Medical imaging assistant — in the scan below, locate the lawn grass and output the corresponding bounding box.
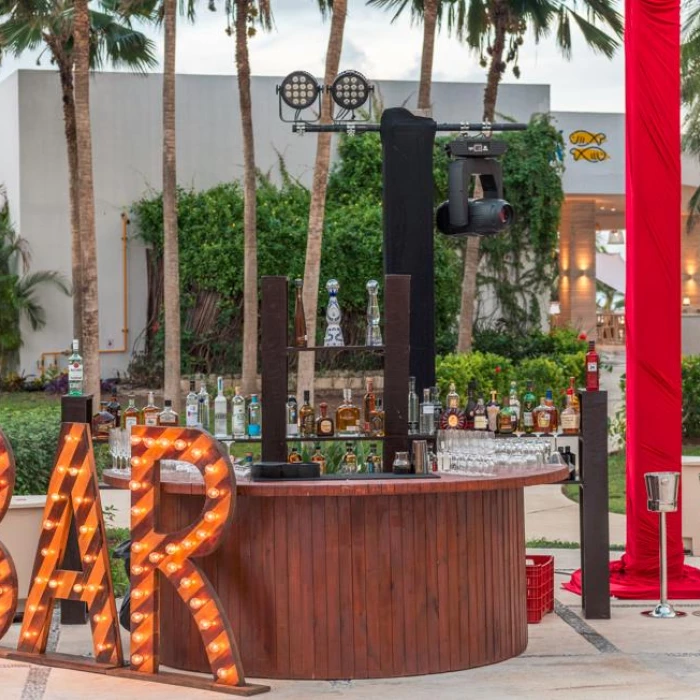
[562,445,700,515]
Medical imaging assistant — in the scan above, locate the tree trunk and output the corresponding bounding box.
[418,0,438,115]
[235,0,258,394]
[163,0,181,413]
[73,0,100,408]
[297,0,348,401]
[457,4,507,352]
[54,61,83,348]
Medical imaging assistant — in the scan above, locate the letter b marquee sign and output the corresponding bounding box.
[0,423,269,695]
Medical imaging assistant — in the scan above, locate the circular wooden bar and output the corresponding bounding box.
[104,467,568,679]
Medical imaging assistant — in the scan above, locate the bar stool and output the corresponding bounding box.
[642,472,686,619]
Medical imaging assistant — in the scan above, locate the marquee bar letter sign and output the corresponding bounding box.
[0,423,269,695]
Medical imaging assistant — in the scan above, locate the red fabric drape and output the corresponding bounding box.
[566,0,700,598]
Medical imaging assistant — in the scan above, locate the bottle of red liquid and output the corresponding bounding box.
[586,340,600,391]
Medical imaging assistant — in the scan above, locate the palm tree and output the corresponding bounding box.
[0,189,71,376]
[0,0,156,382]
[297,0,348,404]
[228,0,272,394]
[457,0,623,352]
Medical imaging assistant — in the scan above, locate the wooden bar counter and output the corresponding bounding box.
[104,467,568,679]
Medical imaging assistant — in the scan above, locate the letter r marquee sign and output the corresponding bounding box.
[0,423,269,695]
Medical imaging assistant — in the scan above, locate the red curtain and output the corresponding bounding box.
[566,0,700,598]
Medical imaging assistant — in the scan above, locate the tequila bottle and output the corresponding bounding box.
[323,280,345,347]
[185,379,200,428]
[365,280,382,346]
[68,340,84,396]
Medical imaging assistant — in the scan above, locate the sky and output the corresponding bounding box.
[0,0,624,112]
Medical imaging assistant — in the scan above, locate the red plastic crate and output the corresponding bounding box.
[525,554,554,624]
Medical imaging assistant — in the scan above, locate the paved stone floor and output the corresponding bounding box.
[0,550,700,700]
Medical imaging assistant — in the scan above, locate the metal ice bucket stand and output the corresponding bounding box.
[642,472,686,618]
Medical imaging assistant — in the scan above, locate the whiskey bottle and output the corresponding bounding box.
[248,394,262,437]
[294,279,309,348]
[586,340,600,391]
[158,399,180,427]
[498,396,514,435]
[107,387,122,428]
[369,396,384,437]
[335,389,360,435]
[420,389,435,435]
[340,442,357,473]
[299,390,316,437]
[231,386,247,440]
[362,377,377,434]
[439,382,467,430]
[520,381,537,435]
[122,394,141,433]
[474,398,489,430]
[311,442,326,474]
[486,389,501,433]
[185,379,199,428]
[316,401,335,437]
[287,394,299,437]
[408,377,419,435]
[68,339,84,396]
[214,377,227,438]
[141,391,160,427]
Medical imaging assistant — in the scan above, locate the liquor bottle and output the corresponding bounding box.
[474,398,489,430]
[365,280,382,346]
[122,394,141,433]
[464,379,476,430]
[214,377,227,438]
[141,391,160,426]
[68,339,84,396]
[586,340,600,391]
[316,401,335,437]
[294,279,309,348]
[311,442,326,474]
[231,386,246,440]
[369,396,384,437]
[185,379,199,428]
[408,377,419,435]
[197,379,211,430]
[335,389,360,435]
[340,442,357,473]
[362,377,377,435]
[287,394,299,437]
[498,396,515,435]
[439,382,467,430]
[323,280,345,347]
[561,394,578,435]
[520,381,537,435]
[91,401,116,442]
[107,387,122,428]
[248,394,262,437]
[299,391,316,437]
[486,389,501,433]
[420,389,435,435]
[158,399,180,427]
[544,389,559,435]
[508,382,520,433]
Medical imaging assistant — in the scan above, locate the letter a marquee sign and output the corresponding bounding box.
[0,423,269,695]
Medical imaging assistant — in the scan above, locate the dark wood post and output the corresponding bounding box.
[579,391,610,620]
[61,396,92,625]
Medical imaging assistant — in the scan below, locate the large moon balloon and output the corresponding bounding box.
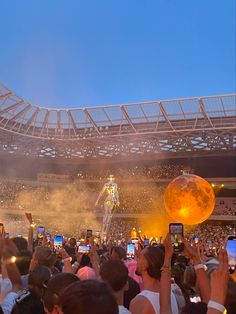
[164,174,215,225]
.....
Exercise aim:
Reproduce all of the records above line for line, with no changes, and leave the pictures out.

Answer to this exercise:
Medical imaging assistant — in the scan below, locate the lawn grass and output the corresponding bounding box.
[562,445,700,515]
Medical imaging assistant — in the scan above, locate the tree trunk and output the corresponding bounding box.
[418,0,438,115]
[235,0,258,394]
[163,0,181,413]
[73,0,100,408]
[297,0,348,401]
[457,4,507,352]
[54,61,83,348]
Medical imaging assistant — in the scan above, locate the letter b marquee sign and output the corresponding bounding box.
[0,423,269,695]
Medical imaging assistant — in the scan above, locate the circular wooden bar and output the corresponding bounding box.
[104,467,568,679]
Medical imaging assistant — in the scan above, locate the bar stool and output the corresponding bounding box.
[642,472,686,619]
Medical imaging assistant — in the scan above, locate the marquee bar letter sign and output the corresponding bounding box.
[0,423,269,695]
Medical imaging assistant — in the scan above, locate the red fabric drape and output the corresponding bounding box.
[566,0,700,598]
Medical imaging assistant — in the scan above, locate the bottle of red liquid and output the corresponding bounding box.
[586,340,600,391]
Medical imaging assistant — in the scan above, locate the palm tree and output the corresponding bounding box.
[0,189,71,376]
[0,0,156,382]
[297,0,348,404]
[228,0,272,394]
[457,0,623,352]
Medical imaging assistant — in the scan above, locate the wooden bar counter and output the corresponding bounding box.
[104,467,568,679]
Medical imaging assistant — in the scan above, locate the letter r marquee sign and output the corresponding bounding box.
[0,423,269,695]
Medical imaging assistant — in the scan above, locate the red curtain and output the corresponding bounding box.
[566,0,700,598]
Medical imaging assistant — in the scan above, locate the tequila bottle and output the corresponding bounding box.
[323,280,345,347]
[185,379,200,428]
[365,280,382,346]
[68,340,84,396]
Medical imaging assistant — in the scan above, locate the sky and output the corresponding bounding box.
[0,0,624,112]
Medical imaging assistant — in the scan above, locate the red plastic crate and output the corresponding bounding box.
[525,554,554,624]
Medical imaging assistant — in the scan above, locate the paved stone floor and output the corresponding bounding box.
[0,550,700,700]
Medical imaging assistant — in the scan above, locate the metal ice bucket stand and output the corresponding bounding box.
[642,472,686,618]
Medical imaging assistant — in the scan above, locate the whiskey bottle and output the corresponding bounding box.
[248,394,262,437]
[294,279,309,348]
[586,340,600,391]
[158,399,180,427]
[498,396,514,435]
[107,387,122,428]
[369,396,384,437]
[335,389,360,435]
[420,389,435,435]
[340,442,357,473]
[299,390,316,437]
[231,386,247,440]
[362,377,377,434]
[439,382,467,430]
[520,381,537,435]
[122,394,141,433]
[474,398,489,430]
[311,442,326,474]
[486,389,501,433]
[185,379,199,428]
[316,401,335,437]
[287,394,299,437]
[408,377,419,435]
[68,339,84,396]
[214,377,227,438]
[141,391,160,427]
Medical imaging assistant — in the scan above, locate the liquor bottle and output the corresponding bounding box.
[474,398,489,430]
[365,280,382,346]
[122,394,141,433]
[464,379,476,430]
[214,377,227,438]
[141,391,160,426]
[68,339,84,396]
[586,340,600,391]
[316,401,335,437]
[294,279,309,348]
[311,442,326,474]
[231,386,246,440]
[369,396,384,437]
[185,379,199,428]
[408,377,419,435]
[197,379,211,430]
[335,389,360,435]
[340,442,357,473]
[362,377,377,435]
[287,394,299,437]
[498,396,515,435]
[439,382,467,430]
[323,280,345,347]
[561,394,578,435]
[520,381,537,435]
[91,401,116,442]
[107,387,122,428]
[248,394,262,437]
[299,391,316,437]
[486,389,501,433]
[420,389,435,435]
[158,399,180,427]
[544,389,559,435]
[508,382,520,433]
Medical imaging assistant — in the scan above, locate the letter a marquee sign and output the corresponding bounding box.
[0,423,269,695]
Medical imaging assistant — in the scan above, locate the dark wood post and output the corresponding bounding box.
[579,391,610,620]
[61,396,92,625]
Medical imaging assistant — in the scan below, locate the large moon balloon and output the corresponding bounding box.
[164,174,215,225]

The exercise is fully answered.